Task set:
- A) In the About Me page, reproduce everything from "Maybe the movie" down to "SEO, and entrepreneurship.".
- B) Answer these from the About Me page:
(i) In which city is the consultancy run?
(ii) In what month and year did the writer leave the full-time job?
(iii) What kind of business did the writer start in high school?
- C) Translate this sentence from the About Me page into Spanish: "But I never gave up and I never stopped learning, especially when it came to the areas of user interface design, SEO, and entrepreneurship."
======== Given text ========
About Me and My Passion for Technology, Marketing, and Entrepreneurship

I run my management and marketing consultancy out of my home in Pittsburgh and I’ve been building websites for fun since 1997.

I quit my full-time job to pursue my dream in June of 2024, just 2 months after the birth of my first son, Max.

This is my abbreviated story for anyone who is interested.

I don’t know why, but I had a strong desire to be a computer programmer while I was growing up.

Maybe it was my innate ability to solve problems quickly.

Maybe the movie Office Space just gave me the idea that it was a cool job.

Either way, I spent a lot of free time working on my software and website development skills in high school. 

I figured it was the closest I’d ever get to being a rockstar. And it really did take me places.

Over the years, I’ve had many professional adventures, including starting my own web hosting reseller business while I was in high school. I had to sell the business at a discount due to what I can only describe as a bit of hereditary bad luck and a total lack of self-discipline.

But I never gave up and I never stopped learning, especially when it came to the areas of user interface design, SEO, and entrepreneurship.
======== Extracted records ========
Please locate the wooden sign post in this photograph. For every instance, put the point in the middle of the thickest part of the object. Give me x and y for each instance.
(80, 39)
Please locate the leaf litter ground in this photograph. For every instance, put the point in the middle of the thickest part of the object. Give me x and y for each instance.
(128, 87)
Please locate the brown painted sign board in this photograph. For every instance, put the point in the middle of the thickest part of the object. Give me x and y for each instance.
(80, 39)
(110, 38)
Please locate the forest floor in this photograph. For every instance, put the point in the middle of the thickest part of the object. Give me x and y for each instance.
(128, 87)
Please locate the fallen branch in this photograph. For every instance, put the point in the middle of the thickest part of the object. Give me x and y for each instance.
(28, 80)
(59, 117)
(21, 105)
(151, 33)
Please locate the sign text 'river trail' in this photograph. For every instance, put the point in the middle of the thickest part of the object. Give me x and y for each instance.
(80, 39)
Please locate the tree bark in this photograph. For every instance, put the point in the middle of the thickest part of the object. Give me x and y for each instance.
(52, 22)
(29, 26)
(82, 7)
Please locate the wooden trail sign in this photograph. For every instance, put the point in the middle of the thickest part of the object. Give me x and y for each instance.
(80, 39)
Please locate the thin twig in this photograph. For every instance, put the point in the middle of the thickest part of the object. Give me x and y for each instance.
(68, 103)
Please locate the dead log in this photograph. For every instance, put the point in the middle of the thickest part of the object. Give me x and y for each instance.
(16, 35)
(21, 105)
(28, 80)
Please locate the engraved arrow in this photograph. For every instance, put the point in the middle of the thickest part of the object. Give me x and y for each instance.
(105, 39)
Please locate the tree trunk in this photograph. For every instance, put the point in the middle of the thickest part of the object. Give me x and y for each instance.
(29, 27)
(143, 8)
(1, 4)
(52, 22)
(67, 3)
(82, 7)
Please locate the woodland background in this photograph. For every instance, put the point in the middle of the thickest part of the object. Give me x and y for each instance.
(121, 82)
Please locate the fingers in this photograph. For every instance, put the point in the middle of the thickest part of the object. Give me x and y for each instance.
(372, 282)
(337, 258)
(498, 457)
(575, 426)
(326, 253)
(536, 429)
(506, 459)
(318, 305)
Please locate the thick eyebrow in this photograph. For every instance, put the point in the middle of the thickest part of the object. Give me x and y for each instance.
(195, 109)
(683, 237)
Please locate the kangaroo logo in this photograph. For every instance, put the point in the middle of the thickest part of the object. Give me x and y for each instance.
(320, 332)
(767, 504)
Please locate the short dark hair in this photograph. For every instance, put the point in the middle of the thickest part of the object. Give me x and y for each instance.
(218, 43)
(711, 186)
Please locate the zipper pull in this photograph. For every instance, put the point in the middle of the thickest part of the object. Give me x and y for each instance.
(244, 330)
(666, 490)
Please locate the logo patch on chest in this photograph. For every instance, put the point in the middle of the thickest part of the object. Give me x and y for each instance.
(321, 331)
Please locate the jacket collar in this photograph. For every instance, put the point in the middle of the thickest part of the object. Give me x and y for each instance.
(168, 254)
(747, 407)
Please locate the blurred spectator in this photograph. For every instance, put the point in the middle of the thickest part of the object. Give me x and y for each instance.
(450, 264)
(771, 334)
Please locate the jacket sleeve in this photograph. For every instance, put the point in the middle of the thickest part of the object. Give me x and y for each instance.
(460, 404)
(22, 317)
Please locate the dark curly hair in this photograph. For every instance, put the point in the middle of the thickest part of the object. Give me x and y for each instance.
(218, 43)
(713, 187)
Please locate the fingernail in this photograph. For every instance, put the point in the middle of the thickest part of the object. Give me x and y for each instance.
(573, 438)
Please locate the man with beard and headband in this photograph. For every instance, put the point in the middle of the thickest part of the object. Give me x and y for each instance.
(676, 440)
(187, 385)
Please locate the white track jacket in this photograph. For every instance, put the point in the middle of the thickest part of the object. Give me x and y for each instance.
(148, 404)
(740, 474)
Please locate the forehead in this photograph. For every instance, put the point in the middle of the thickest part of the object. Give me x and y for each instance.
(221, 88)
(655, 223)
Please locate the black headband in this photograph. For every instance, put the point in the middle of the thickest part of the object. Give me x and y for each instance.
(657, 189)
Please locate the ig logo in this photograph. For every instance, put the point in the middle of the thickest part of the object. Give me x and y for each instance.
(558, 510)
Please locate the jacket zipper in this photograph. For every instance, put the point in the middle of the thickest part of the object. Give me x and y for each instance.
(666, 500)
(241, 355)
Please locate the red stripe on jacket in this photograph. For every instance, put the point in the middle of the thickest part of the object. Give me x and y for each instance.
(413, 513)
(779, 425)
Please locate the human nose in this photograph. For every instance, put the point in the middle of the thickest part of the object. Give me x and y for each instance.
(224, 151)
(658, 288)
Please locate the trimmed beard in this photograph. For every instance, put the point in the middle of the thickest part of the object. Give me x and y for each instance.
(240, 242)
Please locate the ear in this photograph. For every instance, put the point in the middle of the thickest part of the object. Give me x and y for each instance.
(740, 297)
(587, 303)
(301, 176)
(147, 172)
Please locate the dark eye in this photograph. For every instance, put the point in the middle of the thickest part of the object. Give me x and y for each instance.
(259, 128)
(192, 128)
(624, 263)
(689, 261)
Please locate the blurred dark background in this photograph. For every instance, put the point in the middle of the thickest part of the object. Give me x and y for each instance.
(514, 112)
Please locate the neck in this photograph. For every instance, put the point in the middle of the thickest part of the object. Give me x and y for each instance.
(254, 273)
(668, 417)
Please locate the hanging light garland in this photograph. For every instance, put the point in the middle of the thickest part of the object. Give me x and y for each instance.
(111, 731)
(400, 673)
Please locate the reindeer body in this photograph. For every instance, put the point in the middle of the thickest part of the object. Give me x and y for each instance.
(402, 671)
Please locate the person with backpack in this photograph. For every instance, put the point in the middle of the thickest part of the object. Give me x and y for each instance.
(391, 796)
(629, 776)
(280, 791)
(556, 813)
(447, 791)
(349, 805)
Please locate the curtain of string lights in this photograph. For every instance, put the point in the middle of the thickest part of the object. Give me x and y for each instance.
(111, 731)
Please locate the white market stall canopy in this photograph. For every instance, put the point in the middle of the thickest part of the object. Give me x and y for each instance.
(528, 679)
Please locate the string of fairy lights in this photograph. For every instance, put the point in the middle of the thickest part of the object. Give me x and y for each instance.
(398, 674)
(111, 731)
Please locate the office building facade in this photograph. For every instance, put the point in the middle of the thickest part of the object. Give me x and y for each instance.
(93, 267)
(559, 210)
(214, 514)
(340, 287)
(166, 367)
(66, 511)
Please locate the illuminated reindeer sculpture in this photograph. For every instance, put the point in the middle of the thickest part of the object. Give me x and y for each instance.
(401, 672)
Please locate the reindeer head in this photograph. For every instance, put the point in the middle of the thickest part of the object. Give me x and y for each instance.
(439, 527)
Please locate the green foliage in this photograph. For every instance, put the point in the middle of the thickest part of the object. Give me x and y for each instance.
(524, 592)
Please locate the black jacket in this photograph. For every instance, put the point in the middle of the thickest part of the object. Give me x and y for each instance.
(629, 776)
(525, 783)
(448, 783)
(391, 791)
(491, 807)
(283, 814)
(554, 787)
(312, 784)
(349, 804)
========
Task answers:
- A)
Maybe the movie Office Space just gave me the idea that it was a cool job.

Either way, I spent a lot of free time working on my software and website development skills in high school. 

I figured it was the closest I’d ever get to being a rockstar. And it really did take me places.

Over the years, I’ve had many professional adventures, including starting my own web hosting reseller business while I was in high school. I had to sell the business at a discount due to what I can only describe as a bit of hereditary bad luck and a total lack of self-discipline.

But I never gave up and I never stopped learning, especially when it came to the areas of user interface design, SEO, and entrepreneurship.

- B)
(i) Pittsburgh
(ii) June 2024
(iii) A web hosting reseller business

- C) Pero nunca me rendí y nunca dejé de aprender, sobre todo en lo relacionado con el diseño de interfaces de usuario, el SEO y el emprendimiento.